## Start Extracted information

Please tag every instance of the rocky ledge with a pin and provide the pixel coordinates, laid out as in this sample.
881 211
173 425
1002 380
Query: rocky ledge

## End Extracted information

- _What this task involves_: Reproduce every one of the records above, line for line and without any alteration.

- _Response to the task_:
Please tag every instance of the rocky ledge with a pin and provide the pixel coordinates, laid out as in this sample.
881 211
173 425
1002 380
Query: rocky ledge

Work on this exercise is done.